Copy out everything from the line containing "every distant shoreline" down through the line containing "xmin=0 ymin=270 xmax=1024 ymax=768", word for word and with nothing else.

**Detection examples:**

╔══

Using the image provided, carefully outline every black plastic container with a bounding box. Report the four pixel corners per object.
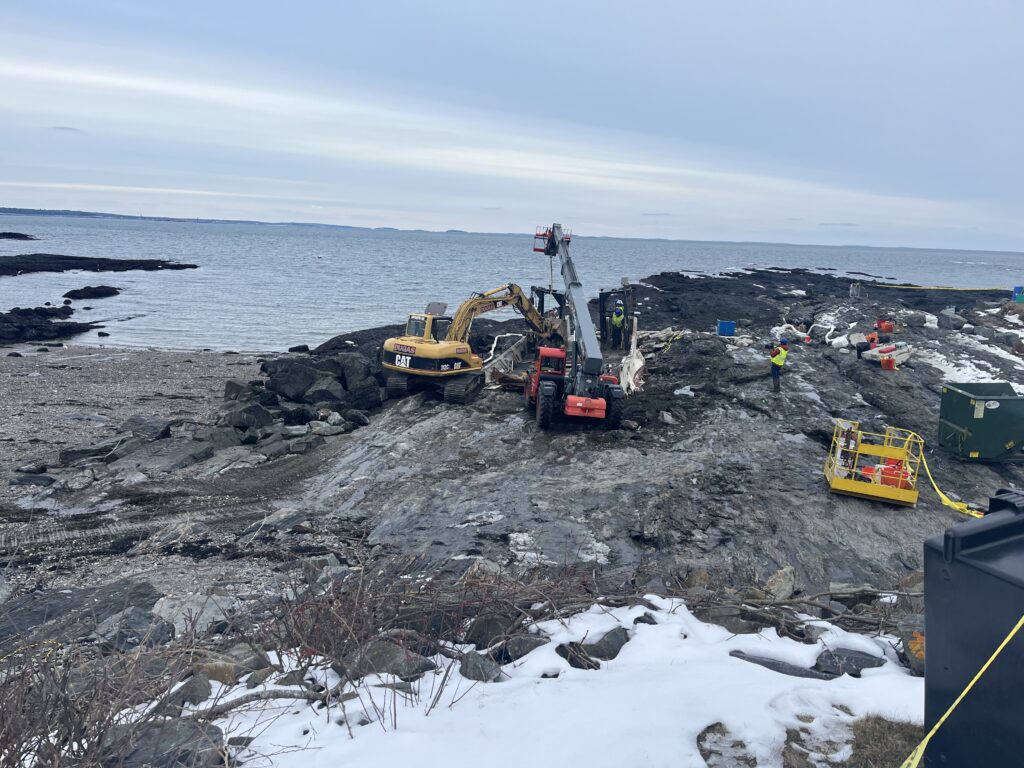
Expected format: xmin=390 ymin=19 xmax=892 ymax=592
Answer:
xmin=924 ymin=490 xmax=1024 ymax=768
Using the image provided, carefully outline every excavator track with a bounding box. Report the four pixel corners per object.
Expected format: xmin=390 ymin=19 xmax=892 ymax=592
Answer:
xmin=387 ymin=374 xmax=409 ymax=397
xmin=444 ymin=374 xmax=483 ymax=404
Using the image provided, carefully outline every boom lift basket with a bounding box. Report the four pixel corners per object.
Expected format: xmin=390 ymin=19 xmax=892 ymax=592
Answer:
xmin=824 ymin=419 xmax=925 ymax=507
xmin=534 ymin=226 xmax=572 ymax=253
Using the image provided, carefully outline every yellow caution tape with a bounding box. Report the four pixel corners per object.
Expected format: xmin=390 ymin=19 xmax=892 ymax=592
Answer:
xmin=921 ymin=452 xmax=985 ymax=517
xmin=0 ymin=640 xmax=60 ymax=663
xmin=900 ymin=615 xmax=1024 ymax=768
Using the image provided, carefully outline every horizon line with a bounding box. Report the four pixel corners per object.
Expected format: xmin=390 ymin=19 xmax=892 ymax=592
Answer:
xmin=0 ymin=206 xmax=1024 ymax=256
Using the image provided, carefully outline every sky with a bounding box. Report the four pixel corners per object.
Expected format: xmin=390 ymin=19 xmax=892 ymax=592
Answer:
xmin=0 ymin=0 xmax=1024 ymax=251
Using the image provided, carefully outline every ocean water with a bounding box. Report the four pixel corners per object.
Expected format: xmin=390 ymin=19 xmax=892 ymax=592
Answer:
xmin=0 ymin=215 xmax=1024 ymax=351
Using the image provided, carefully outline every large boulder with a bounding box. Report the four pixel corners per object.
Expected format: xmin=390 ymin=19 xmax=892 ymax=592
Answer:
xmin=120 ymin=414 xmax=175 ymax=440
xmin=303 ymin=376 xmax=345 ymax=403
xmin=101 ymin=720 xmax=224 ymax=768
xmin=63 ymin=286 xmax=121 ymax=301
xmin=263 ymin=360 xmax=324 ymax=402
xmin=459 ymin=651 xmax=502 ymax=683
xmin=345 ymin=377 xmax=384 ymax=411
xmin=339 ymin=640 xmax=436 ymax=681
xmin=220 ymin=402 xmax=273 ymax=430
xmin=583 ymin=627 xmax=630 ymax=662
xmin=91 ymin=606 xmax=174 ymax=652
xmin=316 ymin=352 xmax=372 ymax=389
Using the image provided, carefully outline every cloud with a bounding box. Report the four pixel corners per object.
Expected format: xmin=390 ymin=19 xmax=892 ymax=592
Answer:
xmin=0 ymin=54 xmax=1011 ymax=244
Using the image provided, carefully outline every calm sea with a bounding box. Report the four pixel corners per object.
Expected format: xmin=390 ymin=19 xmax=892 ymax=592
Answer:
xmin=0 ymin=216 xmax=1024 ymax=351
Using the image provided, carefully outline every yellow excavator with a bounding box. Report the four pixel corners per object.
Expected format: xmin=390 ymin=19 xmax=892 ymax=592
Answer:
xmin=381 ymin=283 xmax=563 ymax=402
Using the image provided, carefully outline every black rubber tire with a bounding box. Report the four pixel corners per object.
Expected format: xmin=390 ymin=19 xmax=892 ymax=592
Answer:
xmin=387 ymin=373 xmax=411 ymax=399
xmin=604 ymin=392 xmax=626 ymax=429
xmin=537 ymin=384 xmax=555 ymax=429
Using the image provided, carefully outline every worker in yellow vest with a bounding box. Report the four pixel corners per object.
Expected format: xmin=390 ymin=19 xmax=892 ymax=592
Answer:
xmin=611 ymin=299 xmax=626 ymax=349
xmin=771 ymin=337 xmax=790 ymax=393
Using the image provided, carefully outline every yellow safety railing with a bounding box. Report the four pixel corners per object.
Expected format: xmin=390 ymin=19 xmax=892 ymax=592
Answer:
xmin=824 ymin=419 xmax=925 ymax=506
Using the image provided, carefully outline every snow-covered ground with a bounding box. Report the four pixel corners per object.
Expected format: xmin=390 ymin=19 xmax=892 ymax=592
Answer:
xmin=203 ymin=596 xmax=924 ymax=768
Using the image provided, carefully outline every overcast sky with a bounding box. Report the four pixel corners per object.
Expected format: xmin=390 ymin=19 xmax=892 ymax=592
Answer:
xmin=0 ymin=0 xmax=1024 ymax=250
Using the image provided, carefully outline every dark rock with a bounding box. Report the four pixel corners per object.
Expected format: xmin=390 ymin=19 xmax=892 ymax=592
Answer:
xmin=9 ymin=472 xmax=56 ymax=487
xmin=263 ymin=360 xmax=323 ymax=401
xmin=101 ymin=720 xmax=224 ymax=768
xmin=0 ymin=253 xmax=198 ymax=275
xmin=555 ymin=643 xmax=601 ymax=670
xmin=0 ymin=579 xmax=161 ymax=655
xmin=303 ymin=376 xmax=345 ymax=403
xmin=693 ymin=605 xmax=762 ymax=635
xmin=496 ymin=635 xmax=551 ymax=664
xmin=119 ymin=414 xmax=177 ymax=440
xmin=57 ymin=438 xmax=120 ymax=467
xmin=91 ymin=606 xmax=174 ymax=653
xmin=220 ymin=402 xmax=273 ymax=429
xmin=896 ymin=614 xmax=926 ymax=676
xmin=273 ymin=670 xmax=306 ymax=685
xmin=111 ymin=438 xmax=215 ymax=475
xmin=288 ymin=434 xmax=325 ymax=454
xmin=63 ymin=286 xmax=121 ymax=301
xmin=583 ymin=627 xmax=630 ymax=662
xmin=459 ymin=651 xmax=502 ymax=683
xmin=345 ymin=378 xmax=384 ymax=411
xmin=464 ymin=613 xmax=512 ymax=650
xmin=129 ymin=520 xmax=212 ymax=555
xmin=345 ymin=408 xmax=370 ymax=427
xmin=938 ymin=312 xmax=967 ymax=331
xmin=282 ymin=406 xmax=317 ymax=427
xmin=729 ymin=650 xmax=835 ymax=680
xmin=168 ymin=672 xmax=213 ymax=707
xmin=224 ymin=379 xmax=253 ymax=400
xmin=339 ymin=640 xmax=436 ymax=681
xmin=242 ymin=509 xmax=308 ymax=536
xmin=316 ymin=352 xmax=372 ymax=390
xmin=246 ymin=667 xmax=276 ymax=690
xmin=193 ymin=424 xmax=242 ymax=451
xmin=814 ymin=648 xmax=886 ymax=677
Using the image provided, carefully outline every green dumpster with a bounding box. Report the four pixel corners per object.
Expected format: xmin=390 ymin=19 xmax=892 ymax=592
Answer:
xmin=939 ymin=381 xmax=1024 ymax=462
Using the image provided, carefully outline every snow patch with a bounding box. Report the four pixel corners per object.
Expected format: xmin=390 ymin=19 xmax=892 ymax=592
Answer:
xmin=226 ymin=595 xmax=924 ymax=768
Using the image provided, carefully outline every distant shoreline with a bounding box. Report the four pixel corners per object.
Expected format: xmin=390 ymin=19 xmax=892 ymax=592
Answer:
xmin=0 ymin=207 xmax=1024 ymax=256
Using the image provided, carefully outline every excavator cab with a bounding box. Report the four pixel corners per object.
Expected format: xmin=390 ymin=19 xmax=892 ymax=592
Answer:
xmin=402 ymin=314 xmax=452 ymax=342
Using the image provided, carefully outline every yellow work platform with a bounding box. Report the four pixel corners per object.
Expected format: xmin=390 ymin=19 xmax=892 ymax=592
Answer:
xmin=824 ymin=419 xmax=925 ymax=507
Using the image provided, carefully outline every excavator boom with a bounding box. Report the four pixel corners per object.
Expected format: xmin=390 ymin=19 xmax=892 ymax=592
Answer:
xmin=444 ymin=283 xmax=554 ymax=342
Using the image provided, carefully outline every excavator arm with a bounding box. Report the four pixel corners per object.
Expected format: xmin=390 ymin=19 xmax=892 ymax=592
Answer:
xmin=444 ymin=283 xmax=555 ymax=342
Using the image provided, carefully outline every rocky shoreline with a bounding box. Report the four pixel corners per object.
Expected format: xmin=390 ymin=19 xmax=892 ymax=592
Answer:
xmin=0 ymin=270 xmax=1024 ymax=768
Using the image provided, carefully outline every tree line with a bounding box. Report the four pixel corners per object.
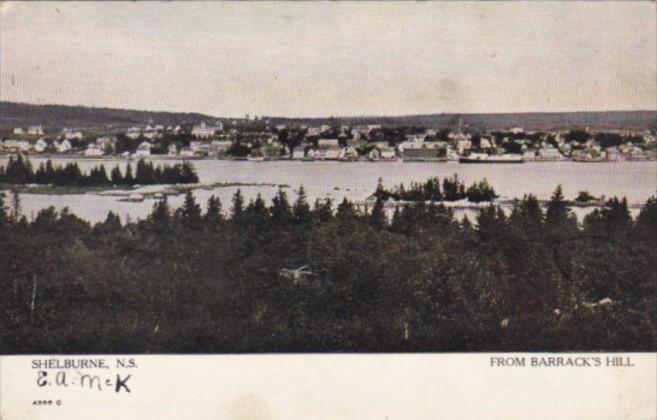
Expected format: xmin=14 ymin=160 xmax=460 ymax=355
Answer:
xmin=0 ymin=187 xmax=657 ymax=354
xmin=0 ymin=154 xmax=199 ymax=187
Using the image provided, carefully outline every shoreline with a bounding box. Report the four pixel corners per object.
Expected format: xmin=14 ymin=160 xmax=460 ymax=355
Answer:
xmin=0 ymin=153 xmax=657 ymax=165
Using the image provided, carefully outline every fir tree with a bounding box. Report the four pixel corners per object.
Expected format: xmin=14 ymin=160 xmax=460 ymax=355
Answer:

╚══
╔══

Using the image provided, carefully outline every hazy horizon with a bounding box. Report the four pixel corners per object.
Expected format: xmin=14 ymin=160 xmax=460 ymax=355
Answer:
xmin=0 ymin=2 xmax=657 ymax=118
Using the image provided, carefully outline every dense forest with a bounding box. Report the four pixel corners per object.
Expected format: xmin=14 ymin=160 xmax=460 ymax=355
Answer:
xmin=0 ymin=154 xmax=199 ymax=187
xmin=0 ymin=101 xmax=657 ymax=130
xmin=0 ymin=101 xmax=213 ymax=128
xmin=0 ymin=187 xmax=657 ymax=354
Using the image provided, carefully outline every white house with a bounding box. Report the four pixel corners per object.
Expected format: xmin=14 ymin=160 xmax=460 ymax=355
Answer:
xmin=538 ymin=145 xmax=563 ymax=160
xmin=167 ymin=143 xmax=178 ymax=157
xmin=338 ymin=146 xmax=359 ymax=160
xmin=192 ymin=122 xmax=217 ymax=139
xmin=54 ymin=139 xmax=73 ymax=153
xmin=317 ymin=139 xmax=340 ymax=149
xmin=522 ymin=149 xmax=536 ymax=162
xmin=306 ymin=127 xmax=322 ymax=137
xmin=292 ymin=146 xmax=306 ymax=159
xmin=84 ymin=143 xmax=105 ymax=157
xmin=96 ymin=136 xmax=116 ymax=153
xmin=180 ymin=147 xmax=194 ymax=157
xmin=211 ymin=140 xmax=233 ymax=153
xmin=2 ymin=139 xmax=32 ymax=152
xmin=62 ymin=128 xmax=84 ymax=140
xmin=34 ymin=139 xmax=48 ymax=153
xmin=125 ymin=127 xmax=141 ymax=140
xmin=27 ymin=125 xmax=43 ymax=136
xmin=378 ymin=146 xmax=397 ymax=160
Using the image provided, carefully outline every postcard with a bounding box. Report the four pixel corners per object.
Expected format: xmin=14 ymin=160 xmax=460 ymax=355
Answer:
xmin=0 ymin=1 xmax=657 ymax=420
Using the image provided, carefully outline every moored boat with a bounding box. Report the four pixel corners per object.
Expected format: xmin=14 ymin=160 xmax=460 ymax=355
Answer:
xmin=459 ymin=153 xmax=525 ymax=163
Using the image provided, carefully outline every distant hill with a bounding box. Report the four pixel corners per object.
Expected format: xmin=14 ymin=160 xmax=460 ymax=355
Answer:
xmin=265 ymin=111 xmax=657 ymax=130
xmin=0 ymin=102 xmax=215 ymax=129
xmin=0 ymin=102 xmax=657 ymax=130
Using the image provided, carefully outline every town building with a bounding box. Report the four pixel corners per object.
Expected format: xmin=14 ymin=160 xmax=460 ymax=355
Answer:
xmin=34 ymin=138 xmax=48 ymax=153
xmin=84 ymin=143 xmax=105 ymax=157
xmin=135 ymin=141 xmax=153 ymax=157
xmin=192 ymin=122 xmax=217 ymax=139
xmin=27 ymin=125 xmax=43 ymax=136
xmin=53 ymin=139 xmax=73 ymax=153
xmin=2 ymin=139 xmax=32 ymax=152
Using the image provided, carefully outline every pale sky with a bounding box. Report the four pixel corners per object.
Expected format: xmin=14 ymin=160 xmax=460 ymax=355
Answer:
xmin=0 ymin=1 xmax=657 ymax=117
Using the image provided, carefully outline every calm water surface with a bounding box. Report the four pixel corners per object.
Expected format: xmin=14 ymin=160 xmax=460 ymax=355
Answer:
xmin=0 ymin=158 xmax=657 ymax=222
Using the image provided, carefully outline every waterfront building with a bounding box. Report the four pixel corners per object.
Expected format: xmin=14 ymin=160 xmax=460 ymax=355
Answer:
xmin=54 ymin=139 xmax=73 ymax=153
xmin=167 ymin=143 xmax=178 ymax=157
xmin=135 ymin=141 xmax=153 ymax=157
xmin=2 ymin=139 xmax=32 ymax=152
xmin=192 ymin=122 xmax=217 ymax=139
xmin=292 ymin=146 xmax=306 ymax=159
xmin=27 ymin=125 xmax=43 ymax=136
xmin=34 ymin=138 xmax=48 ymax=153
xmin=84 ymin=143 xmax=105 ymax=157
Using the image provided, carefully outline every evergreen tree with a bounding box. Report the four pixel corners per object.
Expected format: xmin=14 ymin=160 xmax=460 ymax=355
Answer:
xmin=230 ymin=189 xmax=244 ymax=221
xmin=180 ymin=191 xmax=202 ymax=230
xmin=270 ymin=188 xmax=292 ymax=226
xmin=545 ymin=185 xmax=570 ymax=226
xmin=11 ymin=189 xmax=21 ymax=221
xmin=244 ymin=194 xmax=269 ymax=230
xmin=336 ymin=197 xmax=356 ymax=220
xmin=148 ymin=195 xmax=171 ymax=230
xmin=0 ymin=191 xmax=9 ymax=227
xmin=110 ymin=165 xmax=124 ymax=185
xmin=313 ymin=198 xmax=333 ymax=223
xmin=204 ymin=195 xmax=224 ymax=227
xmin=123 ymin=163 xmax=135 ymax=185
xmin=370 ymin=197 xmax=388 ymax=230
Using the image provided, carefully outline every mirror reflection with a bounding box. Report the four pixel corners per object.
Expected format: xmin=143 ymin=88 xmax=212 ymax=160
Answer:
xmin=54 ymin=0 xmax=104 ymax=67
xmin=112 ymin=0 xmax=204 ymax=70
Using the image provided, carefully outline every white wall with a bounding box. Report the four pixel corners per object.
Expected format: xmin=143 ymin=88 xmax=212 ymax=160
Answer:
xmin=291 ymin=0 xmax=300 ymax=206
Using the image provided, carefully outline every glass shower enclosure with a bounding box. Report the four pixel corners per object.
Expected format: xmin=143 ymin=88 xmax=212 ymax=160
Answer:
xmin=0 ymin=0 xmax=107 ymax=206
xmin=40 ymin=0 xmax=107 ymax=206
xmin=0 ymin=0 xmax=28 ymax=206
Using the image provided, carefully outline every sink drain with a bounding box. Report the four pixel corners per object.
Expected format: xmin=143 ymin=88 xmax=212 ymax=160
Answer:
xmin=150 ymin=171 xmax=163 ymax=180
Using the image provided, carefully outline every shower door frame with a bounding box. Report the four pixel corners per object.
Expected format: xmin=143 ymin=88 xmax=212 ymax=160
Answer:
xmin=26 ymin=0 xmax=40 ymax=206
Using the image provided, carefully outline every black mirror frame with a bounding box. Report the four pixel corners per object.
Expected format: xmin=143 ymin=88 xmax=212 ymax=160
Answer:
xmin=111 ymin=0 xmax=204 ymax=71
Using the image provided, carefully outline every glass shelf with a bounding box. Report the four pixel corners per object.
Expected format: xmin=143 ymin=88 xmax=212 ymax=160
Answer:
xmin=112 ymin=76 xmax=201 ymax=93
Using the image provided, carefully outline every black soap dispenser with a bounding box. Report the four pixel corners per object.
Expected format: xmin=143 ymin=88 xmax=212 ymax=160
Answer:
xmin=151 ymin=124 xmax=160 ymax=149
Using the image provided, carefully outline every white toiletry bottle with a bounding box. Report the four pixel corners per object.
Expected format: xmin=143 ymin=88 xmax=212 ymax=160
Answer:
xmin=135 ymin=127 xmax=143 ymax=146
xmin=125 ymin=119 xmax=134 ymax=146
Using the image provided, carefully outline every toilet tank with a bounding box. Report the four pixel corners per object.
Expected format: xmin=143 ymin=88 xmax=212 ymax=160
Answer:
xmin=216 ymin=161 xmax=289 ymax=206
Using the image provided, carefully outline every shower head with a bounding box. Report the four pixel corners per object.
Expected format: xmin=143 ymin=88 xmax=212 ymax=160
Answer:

╚══

**CORRECT RESULT:**
Using the image provided, carefully outline every distant shoreline with a bounding box. Report the four pixel corners per object.
Expected format: xmin=390 ymin=19 xmax=892 ymax=592
Answer:
xmin=0 ymin=207 xmax=1024 ymax=256
Using the image provided, carefully outline every excavator cab with a bounding box. Report the four pixel corners per object.
Expected format: xmin=390 ymin=19 xmax=892 ymax=592
Answer:
xmin=402 ymin=314 xmax=452 ymax=342
Using the image provided, carefully outline every yellow work platform with a bounding box. Report the four pixel corners per object.
Expected format: xmin=390 ymin=19 xmax=892 ymax=592
Answer:
xmin=824 ymin=419 xmax=925 ymax=507
Using the image provided, carefully outline every excavator boom with a bounding box. Report the four pixel corners per object.
Expected format: xmin=390 ymin=19 xmax=892 ymax=592
Answer:
xmin=444 ymin=283 xmax=554 ymax=342
Using the image provided, carefully outline every excavator arm with a bounding box. Report the four pixel corners per object.
Expected format: xmin=390 ymin=19 xmax=892 ymax=592
Answer:
xmin=444 ymin=283 xmax=555 ymax=342
Using the image provided, carefully outline every rocky shoreline with a bounding box. Report the four pixel corners per object.
Expected format: xmin=390 ymin=19 xmax=892 ymax=592
Answer:
xmin=0 ymin=270 xmax=1024 ymax=768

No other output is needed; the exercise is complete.